If the CD between the current observed point cloud

X_{i}^{'}

and point cloud

X

is smaller than the last step, the transformation of point cloud

X^{i}

in current step is considered as a “better” state, so the positive penalty

ε^{+}

would be given. If the CD is larger or the same as last step, the transformation is considered as “worse” or “same”. In these cases, the negative penalties

- ε^{-}

and

- ε^{0}

would be given respectively.

At the beginning of registration, there may be a large difference in rotation and distance between the point cloud

X^{i}

and

X

at the initial position. In the process of iterative registration by RL, the actions selected by the agent’s policy

π (S)

in the first few steps may not reduce the values of CD, even making the CD increase.

Heuristic algorithms, such as simulated annealing that follow time-varying acceptance rates for new attempts, have been proven to be efficient in achieving global optimum. Examples of the implementations of heuristic methods in machine learning can be found in simulated annealing-based mobile sequential recommendation [29,30,31], stochastic deep learning [32], and stochastic subsampling RL [33,34].

Inspired by the simulated annealing algorithm, two parameters related to the current step are introduced to optimize the reward function:

θ_{m} = t_{m} \cdot α^{i}

(7)

Records drawn from a collection
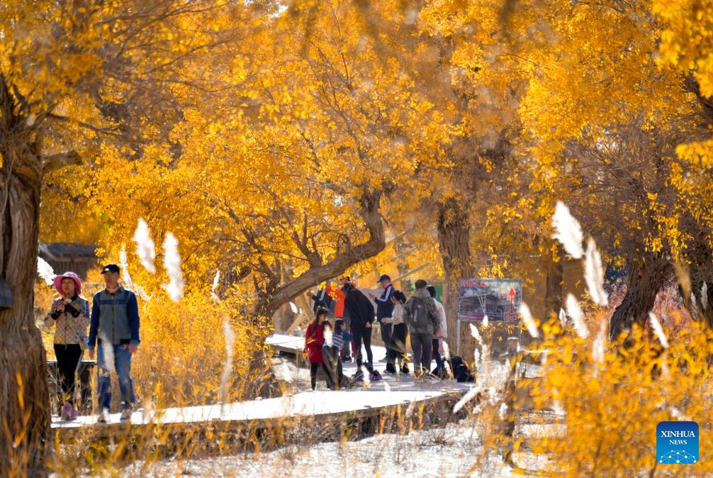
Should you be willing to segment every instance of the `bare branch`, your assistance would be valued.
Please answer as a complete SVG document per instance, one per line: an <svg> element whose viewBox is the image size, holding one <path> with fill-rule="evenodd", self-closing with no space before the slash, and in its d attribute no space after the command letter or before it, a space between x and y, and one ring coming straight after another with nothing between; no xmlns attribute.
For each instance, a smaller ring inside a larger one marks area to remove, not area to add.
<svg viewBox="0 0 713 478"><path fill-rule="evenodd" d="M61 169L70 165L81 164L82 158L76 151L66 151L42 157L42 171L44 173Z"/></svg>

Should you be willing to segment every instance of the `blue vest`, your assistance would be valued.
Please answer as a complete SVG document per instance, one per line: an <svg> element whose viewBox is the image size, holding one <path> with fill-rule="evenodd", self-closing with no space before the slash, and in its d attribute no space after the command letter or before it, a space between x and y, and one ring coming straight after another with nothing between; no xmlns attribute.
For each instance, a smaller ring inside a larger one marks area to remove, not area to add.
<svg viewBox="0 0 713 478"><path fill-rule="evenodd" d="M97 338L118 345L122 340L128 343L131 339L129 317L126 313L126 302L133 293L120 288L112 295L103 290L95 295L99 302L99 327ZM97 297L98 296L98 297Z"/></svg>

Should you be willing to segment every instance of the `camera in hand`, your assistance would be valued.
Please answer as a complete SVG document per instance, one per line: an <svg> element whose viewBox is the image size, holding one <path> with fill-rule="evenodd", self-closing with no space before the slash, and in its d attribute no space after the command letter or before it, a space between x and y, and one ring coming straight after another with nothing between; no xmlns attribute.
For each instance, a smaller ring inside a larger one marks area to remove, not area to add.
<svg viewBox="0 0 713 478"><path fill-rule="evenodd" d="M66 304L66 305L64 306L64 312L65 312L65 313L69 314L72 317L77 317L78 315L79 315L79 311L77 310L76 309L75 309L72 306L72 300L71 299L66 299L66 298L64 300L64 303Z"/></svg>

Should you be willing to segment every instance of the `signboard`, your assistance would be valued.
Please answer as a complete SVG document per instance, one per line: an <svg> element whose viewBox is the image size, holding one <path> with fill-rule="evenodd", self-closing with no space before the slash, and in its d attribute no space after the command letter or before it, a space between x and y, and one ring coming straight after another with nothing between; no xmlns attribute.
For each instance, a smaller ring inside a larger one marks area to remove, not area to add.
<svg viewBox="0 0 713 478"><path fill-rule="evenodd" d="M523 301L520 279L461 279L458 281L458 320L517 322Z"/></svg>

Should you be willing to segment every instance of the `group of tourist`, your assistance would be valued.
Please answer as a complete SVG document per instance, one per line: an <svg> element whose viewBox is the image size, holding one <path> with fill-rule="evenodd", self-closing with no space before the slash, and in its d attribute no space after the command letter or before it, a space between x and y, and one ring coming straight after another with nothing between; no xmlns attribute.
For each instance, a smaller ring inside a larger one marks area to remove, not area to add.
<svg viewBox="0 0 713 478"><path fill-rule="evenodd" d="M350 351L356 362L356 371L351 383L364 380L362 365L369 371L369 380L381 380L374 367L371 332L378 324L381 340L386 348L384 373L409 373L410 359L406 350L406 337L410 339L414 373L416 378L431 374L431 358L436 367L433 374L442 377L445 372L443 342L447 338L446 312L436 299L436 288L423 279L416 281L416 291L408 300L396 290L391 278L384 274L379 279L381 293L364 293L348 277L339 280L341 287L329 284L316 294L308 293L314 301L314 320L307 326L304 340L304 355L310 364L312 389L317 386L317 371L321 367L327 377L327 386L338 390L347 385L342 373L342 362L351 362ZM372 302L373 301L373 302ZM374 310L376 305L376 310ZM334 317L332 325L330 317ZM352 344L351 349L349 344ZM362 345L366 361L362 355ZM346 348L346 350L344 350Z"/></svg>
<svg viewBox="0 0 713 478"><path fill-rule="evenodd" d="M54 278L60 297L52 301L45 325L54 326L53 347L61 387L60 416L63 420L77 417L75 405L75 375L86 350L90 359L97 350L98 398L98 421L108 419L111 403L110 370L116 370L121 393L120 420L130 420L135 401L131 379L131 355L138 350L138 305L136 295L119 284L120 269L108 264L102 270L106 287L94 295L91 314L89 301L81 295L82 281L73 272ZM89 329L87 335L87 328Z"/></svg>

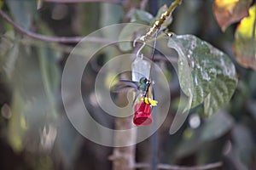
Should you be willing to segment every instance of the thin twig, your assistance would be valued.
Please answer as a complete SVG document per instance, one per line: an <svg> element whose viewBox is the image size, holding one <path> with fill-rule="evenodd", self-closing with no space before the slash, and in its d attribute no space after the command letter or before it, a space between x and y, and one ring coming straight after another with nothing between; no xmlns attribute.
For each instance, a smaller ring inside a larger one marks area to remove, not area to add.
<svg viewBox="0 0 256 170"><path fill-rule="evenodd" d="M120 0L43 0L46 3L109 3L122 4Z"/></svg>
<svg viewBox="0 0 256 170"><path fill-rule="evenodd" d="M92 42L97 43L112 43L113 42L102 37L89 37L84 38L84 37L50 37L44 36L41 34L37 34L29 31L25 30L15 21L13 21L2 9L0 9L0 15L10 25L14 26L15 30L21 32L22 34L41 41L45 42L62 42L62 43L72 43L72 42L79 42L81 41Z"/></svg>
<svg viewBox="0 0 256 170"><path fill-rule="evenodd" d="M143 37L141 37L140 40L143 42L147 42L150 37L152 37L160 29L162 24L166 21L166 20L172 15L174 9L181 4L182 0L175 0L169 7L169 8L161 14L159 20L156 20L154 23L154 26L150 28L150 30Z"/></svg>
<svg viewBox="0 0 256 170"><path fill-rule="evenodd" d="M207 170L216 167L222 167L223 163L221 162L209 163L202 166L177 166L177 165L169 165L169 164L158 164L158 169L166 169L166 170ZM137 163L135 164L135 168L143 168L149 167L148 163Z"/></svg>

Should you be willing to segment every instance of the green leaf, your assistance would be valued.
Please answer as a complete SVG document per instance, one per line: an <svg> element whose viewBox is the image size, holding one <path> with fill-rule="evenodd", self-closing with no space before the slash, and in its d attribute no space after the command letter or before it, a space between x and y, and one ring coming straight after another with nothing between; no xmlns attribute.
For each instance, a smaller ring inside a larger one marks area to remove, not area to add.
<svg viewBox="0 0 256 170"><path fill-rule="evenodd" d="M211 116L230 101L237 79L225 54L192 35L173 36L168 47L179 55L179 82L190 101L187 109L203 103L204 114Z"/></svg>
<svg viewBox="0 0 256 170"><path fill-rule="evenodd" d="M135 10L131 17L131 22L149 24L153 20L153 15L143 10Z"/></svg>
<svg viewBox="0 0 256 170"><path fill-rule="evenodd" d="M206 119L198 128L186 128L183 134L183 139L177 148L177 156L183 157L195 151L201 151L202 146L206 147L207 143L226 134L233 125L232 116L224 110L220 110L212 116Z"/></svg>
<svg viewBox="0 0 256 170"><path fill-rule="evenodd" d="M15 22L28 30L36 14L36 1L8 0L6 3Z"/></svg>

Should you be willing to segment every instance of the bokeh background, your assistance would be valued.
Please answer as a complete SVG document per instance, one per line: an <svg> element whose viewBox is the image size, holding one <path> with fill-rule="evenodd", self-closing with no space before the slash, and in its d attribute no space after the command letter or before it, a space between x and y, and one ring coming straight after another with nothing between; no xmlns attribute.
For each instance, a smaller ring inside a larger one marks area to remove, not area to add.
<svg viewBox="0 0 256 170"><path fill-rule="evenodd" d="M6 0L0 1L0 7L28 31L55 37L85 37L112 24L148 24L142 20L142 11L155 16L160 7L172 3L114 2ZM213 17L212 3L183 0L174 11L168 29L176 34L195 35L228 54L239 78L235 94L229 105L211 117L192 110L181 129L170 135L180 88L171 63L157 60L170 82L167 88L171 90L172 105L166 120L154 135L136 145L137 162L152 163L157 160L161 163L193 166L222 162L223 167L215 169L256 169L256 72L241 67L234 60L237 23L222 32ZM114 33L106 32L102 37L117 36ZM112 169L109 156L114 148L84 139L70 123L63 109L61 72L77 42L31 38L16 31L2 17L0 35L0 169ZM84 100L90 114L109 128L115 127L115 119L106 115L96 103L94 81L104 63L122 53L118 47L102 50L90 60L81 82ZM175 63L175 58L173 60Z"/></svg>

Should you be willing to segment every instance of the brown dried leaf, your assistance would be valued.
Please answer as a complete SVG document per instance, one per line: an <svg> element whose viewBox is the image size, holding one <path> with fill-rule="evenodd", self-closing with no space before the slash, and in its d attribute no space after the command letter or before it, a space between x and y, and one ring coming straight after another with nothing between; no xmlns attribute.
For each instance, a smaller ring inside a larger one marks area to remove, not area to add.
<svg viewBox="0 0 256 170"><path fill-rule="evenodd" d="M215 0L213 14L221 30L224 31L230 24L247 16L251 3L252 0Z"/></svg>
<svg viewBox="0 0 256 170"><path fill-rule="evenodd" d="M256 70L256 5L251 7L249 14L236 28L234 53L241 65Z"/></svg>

==

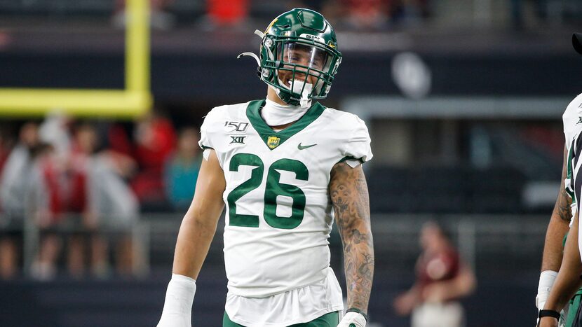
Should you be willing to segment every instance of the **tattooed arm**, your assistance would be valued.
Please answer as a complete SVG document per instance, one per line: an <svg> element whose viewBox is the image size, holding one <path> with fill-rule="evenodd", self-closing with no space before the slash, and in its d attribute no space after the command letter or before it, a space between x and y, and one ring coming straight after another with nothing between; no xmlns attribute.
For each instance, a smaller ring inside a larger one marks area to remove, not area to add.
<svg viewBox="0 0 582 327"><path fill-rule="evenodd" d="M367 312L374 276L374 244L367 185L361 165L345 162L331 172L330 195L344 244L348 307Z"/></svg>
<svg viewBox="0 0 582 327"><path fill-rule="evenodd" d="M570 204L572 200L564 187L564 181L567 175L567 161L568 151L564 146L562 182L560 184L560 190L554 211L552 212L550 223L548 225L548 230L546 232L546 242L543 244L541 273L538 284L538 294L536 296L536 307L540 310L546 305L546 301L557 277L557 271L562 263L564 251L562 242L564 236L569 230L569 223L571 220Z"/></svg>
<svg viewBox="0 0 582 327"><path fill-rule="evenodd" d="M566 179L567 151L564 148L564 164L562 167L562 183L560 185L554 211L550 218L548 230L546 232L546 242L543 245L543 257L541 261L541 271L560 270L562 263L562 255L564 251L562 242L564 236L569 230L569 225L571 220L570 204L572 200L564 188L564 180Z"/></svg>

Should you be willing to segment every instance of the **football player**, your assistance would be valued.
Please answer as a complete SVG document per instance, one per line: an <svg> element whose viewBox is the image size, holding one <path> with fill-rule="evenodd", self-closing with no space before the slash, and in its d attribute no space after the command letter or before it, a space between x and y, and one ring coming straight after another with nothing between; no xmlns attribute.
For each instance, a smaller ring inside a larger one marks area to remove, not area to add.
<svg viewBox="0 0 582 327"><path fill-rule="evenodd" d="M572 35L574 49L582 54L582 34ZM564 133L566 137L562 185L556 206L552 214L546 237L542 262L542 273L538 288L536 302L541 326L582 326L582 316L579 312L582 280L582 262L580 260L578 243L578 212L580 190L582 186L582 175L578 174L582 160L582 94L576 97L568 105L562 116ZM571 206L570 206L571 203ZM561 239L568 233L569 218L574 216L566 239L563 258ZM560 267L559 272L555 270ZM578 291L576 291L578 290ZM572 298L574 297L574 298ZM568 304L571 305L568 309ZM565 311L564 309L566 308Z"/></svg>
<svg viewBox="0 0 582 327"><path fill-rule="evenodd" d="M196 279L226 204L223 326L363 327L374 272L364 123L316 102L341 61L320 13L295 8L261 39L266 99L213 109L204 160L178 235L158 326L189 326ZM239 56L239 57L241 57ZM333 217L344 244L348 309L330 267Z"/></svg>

---

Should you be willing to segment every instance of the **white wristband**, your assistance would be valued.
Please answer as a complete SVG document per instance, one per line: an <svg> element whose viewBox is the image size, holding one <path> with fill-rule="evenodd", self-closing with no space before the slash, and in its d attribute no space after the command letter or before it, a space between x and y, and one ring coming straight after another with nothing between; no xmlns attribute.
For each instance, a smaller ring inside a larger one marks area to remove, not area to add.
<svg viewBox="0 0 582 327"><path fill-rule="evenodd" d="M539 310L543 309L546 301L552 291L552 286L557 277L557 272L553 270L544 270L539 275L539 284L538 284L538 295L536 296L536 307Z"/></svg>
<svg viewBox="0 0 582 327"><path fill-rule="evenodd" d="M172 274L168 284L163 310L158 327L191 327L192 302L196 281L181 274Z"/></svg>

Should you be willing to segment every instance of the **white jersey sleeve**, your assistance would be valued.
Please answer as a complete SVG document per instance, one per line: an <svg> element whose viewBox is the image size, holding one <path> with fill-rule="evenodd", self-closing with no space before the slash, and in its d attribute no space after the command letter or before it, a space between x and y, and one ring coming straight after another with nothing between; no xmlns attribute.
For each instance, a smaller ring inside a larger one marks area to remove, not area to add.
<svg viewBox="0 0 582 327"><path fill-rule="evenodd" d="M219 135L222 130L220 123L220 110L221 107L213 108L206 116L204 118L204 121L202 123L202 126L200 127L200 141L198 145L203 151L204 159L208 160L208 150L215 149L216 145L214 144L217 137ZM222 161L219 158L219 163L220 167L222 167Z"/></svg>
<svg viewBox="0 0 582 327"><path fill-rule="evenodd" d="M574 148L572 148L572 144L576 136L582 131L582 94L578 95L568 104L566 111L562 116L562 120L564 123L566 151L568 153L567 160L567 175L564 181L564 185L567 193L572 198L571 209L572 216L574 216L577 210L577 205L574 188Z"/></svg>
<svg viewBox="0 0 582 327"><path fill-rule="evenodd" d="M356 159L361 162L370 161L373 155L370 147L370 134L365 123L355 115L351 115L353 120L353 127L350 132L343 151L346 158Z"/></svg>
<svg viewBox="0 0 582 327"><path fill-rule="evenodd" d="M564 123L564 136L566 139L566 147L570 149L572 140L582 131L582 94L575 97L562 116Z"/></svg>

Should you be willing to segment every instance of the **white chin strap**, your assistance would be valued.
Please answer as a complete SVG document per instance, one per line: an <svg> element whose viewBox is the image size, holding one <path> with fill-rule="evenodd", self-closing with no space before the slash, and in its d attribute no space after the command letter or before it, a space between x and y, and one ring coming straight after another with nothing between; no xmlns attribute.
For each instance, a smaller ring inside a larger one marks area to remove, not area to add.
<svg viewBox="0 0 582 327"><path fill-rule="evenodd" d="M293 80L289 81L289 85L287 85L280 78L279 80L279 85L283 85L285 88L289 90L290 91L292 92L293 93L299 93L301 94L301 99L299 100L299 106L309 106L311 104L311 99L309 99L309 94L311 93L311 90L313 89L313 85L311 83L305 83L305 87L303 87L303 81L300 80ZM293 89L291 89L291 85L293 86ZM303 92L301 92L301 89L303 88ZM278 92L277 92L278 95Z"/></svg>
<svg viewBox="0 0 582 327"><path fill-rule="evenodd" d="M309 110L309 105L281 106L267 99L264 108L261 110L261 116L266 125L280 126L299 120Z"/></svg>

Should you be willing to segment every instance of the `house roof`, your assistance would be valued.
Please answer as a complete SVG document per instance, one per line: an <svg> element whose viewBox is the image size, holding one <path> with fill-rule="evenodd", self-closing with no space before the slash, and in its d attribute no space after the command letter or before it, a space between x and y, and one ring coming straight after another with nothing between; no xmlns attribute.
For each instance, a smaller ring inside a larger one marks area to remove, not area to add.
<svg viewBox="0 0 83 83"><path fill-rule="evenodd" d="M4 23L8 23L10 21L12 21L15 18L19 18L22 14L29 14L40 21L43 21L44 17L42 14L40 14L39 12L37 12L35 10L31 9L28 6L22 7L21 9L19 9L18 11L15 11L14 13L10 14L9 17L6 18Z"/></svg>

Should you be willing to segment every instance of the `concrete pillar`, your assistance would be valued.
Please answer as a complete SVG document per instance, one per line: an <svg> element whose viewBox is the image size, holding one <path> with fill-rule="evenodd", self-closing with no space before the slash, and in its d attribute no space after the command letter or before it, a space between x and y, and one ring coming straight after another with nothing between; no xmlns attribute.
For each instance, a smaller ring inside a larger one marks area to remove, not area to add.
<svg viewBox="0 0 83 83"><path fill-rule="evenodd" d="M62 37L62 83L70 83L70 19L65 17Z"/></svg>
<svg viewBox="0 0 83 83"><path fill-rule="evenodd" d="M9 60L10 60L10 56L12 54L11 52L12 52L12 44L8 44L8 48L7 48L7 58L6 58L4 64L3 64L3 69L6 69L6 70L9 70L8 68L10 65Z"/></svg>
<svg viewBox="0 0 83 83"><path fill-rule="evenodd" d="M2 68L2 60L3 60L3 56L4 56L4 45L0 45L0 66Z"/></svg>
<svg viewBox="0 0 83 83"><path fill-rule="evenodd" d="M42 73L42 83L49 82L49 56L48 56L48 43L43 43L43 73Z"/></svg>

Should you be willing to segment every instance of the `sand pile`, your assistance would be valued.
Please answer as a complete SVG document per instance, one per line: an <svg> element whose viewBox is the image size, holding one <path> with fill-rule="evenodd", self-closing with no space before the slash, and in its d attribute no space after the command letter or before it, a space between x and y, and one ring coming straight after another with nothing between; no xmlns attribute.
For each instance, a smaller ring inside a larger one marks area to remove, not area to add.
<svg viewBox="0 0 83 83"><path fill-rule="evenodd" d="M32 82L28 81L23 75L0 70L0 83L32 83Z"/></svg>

Instructions to follow
Carry the point cloud registration excerpt forward from its last line, equation (7).

Task result
θ_{n} = t_{n} \cdot β^{i}

(8)

where

i

is the current step number, and

t_{m}, α, t_{n}, β

are set according to the experimental results. Then, the following heuristic reward function is proposed:

r = {\begin{matrix} - ε^{-} \cdot θ_{m}, C D (X_{i}^{'}, X) > C D (X_{i - 1}^{'}, X) \\ - ε^{0} \cdot θ_{n}, C D (X_{i}^{'}, X) = C D (X_{i - 1}^{'}, X) \\ ε^{+} \cdot θ_{m}, C D (X_{i}^{'}, X) < C D (X_{i - 1}^{'}' X) \end{matrix}

(9)

where

θ_{m}

is a growing exponential function, and

θ_{n}

is a decreasing exponential function.

Therefore, in the first few steps, the actions selected by policy

π (S)

may cause the values of CD to increase. Given the fact that the penalties of “worse” and “better” are small, while the penalty of “same” is relatively large, this reward function encourages the agent to take aggressive movements and avoid staying in the “same” state. In the last few steps, the penalties of “worse” and “better” states increase, leading to a more careful and accurate transformation by policy

π (S)

.

4. Experimental Results

This section discusses the results from experiments based on different datasets and robustness checks.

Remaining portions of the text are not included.